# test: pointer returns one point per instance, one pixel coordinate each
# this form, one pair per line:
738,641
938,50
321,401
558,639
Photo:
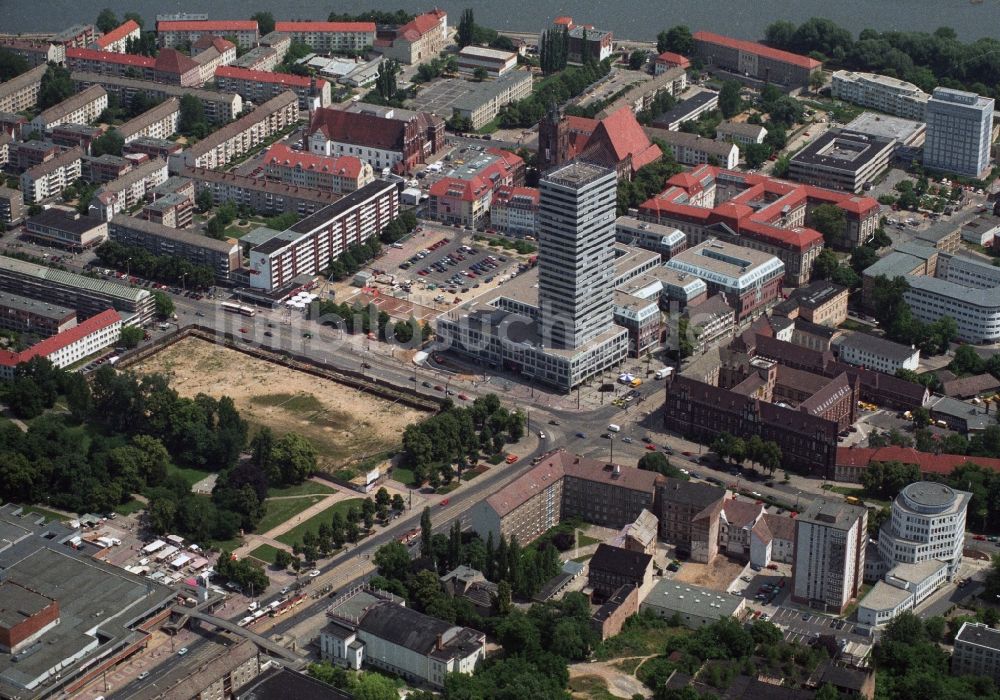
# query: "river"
626,18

········

• Exercise aim
Copy the listing exactly but drop its images.

• Result below
# test: pointer returns one point per instance, one pixel coordinate each
# this form, one pair per line:
738,641
938,50
321,401
558,639
Photo:
# query: "river"
626,18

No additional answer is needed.